● Texto apresentado
Móveis feitos de ossos e corpos, luminárias de crânios, esqueletos das mais variadas espécies e vários freezers espalhados pela casa normalmente seriam o suficiente para evitar que não um, mas três dos cinco personagens fossem nocauteados por um dos mais reconhecíveis assassinos do Cinema, que, no lugar de facas ou armas, prefere utilizar uma belíssima motosserra para fazer seus filés de jantar. Seguindo pelo caminho mais cruel, Hooper ainda opta por fazer a mocinha ser perseguida por longos quilômetros até encontrar seu final feliz e histérico.
Violento, mas nem um pouco gráfico, o longa se espremeu entre o orçamento apertado e a locação insalubre para dar vida não só a um clássico cult do Terror como também a incontáveis anos de terapia para os envolvidos na produção. Marilyn Burns, pioneira na arte das final girls, pode ter entregado a heroína dos sonhos com a gritaria hipnotizante de Sally, mas, para isso, a atriz foi sujeita a situações reais de violência, especialmente na cena do jantar menos apetitoso da Sétima Arte.
Mesmo que O Massacre da Serra Elétrica seja uma sequência primorosa de picos de horror ao longo de seus 83 minutos, o clímax macabro do filme não é para qualquer um. Carnes à mesa, a primeira interação entre todos os membros da família texana cospe sadismo e assusta tanto pela intensidade dos acontecimentos quanto pela resistência da garganta de Burns. Depois de uma maratona de 26 horas de gravação para chegar ao resultado final, não é à toa que, até hoje, a cena cause desconforto físico nos espectadores.
Aquilo que começou com flashes de cadáveres, um tatu morto na estrada e uma carona para um maluco sustentou um batalhão de sequências, reboots, prequels, jogos e qualquer outra coisa que pudesse gerar lucro. No entanto, não há nada como o frescor pútrido de gasolina e abatedouro do filme de 1974. O que aterrorizou a audiência da época a ponto de render uma fuga em massa da salas de cinema não foi apenas os homicídios e o canibalismo; o fato de, a toda hora, nós sermos confrontados com a ideia da “coisa” causa um arrepio maior na espinha do que a “coisa em si”.

● Dados extraídos
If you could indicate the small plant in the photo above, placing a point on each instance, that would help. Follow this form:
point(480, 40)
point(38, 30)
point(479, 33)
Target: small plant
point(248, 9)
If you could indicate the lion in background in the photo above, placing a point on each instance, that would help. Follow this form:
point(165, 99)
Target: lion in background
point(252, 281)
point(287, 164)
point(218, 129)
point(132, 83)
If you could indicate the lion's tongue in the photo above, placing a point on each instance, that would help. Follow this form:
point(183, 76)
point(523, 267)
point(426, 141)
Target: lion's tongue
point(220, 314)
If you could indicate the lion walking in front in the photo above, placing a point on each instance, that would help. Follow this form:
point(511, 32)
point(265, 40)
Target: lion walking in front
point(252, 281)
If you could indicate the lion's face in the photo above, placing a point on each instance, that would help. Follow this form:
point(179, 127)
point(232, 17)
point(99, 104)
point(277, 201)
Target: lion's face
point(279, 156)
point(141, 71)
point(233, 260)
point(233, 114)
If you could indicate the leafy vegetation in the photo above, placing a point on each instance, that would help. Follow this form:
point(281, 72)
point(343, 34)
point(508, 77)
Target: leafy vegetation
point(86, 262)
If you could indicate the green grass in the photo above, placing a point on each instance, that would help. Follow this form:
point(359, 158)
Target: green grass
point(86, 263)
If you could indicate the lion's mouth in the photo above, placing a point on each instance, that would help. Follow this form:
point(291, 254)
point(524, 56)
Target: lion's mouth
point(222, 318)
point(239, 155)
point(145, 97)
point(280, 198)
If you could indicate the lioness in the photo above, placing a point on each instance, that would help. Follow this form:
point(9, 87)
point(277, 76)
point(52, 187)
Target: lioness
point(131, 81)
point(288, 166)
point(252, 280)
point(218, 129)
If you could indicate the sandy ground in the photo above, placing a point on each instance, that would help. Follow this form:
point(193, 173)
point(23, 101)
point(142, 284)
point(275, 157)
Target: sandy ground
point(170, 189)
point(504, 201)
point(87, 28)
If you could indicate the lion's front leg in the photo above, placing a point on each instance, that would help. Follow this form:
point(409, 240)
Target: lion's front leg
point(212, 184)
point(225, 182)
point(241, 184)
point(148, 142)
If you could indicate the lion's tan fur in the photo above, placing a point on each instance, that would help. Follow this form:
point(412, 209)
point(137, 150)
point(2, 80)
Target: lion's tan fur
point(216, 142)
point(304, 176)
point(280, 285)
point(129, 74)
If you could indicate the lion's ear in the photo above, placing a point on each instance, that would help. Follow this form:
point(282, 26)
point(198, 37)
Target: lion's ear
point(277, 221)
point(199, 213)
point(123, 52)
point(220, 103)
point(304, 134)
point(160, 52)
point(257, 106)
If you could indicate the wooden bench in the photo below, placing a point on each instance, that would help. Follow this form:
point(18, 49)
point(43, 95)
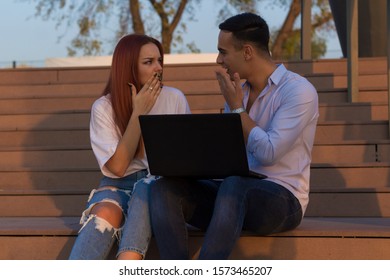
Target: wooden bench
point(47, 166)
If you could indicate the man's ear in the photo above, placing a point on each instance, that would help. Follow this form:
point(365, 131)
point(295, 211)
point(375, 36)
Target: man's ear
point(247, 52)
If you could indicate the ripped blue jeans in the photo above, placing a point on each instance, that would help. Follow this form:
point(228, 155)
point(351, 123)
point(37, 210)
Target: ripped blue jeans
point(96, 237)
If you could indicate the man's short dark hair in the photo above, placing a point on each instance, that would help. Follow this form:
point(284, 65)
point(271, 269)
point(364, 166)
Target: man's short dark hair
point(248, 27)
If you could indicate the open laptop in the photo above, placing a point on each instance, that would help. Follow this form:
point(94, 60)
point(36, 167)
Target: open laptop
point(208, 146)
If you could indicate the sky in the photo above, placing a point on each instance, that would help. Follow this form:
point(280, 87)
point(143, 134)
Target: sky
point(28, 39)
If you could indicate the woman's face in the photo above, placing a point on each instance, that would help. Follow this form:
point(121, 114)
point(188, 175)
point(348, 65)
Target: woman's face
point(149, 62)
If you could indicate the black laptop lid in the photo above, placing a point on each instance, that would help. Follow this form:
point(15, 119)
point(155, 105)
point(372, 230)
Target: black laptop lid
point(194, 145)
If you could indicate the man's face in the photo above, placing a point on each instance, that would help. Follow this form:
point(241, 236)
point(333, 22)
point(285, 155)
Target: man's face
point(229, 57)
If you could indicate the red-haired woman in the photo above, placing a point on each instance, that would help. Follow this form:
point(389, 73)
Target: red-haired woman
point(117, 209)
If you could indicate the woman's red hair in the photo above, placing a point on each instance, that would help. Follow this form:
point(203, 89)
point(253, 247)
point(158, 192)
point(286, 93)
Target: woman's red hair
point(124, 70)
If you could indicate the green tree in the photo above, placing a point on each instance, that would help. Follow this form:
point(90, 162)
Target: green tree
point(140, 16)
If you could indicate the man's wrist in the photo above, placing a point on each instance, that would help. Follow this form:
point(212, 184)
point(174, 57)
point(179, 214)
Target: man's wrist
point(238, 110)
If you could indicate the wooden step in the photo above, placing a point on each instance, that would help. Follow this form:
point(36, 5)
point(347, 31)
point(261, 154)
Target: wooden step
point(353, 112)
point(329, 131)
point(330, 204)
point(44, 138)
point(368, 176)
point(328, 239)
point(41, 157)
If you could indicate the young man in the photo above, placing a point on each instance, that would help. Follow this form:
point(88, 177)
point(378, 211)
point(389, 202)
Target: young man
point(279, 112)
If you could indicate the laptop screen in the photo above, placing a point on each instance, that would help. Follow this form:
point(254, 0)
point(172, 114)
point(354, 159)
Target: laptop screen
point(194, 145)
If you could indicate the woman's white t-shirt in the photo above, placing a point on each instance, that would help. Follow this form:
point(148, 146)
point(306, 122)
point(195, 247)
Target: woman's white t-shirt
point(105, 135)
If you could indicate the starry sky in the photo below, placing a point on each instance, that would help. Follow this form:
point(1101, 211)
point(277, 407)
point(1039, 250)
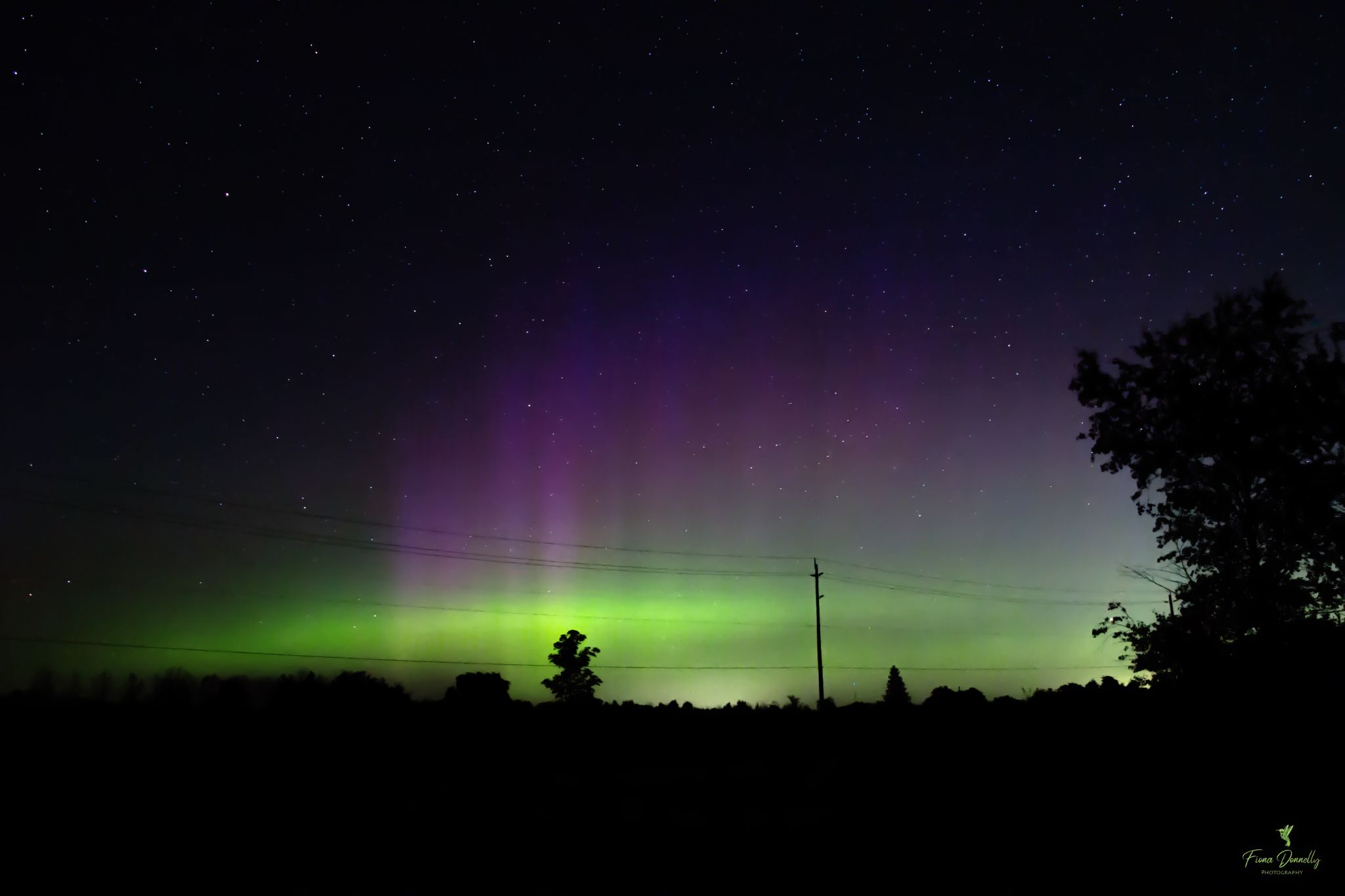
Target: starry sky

● Enunciado
No texto sobre O Massacre da Serra Elétrica, quantas horas de gravação foram necessárias para concluir a cena do jantar? Responda com base somente no texto.

● Resposta
26 horas.